== YOUR INSTRUCTIONS ==
Your answer should consist only of the line with "Reviewer note: check that each instance of the light" and the lines after it, reproduced exactly through the end of the entries below.

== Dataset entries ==
----
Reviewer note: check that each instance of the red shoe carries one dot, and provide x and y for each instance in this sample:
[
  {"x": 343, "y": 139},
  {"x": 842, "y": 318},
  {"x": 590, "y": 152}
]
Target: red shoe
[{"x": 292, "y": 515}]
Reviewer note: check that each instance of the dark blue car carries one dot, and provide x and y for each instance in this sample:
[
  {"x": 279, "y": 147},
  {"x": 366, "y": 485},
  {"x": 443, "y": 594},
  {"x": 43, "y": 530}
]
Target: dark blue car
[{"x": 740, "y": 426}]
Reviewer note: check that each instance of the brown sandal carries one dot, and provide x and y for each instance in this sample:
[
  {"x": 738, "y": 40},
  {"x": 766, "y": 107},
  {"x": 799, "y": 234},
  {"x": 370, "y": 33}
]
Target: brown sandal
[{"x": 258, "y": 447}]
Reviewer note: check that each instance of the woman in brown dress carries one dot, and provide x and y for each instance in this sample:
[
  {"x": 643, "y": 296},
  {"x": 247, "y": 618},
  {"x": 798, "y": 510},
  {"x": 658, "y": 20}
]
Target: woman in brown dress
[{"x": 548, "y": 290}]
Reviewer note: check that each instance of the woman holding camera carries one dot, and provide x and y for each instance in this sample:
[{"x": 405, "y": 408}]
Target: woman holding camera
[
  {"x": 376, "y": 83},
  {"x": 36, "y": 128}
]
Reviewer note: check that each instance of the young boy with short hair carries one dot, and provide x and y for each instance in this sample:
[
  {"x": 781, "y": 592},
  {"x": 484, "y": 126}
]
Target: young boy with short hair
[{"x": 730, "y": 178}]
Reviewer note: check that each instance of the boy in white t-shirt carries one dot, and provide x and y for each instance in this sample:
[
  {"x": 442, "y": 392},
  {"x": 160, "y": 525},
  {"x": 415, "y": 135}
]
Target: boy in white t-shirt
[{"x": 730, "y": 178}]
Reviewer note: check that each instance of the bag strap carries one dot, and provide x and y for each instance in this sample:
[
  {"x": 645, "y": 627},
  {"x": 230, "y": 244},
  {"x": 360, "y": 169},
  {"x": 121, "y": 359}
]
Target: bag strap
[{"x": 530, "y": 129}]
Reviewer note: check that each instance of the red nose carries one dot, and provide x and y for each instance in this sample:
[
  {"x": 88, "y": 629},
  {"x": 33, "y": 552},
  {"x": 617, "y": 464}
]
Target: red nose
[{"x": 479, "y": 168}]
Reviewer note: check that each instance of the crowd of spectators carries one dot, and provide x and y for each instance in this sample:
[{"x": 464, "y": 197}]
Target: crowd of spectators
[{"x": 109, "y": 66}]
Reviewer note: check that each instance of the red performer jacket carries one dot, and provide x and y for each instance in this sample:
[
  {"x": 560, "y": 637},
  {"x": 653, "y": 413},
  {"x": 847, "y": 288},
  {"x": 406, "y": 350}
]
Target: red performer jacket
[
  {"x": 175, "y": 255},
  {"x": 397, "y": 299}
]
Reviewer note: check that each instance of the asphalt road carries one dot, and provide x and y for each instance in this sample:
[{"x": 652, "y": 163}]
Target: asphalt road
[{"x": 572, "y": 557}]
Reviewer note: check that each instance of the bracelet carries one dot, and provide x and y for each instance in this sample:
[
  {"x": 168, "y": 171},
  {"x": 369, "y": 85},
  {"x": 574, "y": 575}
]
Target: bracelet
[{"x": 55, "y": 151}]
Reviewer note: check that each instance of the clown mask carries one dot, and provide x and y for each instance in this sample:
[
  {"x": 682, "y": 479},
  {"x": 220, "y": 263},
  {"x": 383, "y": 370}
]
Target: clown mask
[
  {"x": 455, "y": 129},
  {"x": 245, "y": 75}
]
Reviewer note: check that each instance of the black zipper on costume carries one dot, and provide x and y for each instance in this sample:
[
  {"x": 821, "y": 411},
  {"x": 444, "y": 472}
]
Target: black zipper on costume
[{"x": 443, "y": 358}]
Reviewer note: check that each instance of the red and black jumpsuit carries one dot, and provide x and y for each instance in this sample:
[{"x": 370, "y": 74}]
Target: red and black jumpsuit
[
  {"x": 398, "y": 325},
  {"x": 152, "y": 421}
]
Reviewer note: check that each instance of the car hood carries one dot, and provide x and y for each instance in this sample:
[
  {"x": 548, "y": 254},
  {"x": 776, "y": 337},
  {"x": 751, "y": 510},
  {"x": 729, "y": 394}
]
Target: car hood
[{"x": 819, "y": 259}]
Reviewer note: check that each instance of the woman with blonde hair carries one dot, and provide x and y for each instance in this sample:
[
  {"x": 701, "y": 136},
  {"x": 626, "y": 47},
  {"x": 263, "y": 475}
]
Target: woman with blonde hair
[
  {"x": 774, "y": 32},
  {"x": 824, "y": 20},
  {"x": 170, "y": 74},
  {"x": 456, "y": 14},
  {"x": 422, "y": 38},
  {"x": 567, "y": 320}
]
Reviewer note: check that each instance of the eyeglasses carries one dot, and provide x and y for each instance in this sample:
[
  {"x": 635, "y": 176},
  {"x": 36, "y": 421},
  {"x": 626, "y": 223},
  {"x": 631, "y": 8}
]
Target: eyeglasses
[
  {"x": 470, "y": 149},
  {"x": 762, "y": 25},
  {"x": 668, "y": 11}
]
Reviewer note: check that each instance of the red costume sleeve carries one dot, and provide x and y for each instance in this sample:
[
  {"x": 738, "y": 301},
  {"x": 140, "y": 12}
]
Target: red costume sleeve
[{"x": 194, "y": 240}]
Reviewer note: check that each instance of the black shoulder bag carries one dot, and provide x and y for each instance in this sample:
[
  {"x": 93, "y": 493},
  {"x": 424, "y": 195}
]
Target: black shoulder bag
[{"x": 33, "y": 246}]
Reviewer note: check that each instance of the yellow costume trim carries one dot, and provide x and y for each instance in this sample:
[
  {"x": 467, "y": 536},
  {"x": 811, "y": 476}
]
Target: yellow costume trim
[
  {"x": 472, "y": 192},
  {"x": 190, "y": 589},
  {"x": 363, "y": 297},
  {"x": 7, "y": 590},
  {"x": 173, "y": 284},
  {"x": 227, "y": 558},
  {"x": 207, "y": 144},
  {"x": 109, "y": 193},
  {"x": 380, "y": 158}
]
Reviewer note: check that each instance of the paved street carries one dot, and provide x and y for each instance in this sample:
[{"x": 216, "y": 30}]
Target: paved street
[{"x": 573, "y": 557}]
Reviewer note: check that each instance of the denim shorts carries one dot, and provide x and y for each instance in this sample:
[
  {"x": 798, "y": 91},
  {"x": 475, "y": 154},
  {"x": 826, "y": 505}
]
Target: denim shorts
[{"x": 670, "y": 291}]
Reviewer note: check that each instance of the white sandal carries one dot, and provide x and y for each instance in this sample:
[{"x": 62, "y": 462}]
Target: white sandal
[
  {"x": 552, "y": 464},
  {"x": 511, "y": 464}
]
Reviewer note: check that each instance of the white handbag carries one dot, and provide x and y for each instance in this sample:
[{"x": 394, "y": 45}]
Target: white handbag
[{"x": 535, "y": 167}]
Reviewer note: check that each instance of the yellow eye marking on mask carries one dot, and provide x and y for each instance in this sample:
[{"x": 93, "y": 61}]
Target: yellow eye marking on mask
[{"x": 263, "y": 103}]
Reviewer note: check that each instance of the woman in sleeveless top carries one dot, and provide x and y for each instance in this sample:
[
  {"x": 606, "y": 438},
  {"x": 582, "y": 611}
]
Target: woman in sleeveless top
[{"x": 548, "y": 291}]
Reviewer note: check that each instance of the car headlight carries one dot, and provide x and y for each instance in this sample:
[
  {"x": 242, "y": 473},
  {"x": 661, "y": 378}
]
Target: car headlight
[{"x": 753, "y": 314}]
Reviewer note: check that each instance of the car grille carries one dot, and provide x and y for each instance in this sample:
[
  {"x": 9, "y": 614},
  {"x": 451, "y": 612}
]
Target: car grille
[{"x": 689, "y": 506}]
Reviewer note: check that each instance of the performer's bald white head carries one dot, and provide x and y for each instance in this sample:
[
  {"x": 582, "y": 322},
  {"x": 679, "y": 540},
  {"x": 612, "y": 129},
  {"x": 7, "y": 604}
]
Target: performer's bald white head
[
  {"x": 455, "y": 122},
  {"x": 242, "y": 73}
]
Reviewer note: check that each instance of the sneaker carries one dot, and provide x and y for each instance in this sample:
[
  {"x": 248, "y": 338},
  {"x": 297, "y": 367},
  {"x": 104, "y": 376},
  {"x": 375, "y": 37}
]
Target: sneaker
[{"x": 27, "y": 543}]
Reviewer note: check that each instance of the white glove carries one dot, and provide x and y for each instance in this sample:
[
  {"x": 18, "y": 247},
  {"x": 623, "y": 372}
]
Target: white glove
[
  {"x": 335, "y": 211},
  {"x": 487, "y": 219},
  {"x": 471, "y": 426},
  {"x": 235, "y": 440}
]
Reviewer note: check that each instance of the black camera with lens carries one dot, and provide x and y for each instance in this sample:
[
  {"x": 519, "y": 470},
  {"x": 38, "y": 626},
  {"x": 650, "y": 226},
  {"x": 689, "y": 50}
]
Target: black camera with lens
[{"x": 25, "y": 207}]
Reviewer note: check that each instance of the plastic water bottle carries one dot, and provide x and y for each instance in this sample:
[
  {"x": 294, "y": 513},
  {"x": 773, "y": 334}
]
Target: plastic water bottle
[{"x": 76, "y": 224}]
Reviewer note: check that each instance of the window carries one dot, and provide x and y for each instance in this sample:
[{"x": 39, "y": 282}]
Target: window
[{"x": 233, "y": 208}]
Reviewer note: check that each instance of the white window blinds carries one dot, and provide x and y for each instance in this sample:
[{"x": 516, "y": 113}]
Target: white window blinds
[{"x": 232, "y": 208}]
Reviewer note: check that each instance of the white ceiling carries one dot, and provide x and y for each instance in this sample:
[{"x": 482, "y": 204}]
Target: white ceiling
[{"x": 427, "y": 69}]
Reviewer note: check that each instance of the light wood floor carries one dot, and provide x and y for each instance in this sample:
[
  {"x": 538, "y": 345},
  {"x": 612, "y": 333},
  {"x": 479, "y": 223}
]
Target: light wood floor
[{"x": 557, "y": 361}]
----
== ANSWER TO THIS EXERCISE ==
Reviewer note: check that each instance of the light wood floor carries one dot, and provide x and y for each instance in this sample:
[
  {"x": 538, "y": 345},
  {"x": 612, "y": 333},
  {"x": 479, "y": 223}
]
Target: light wood floor
[{"x": 557, "y": 361}]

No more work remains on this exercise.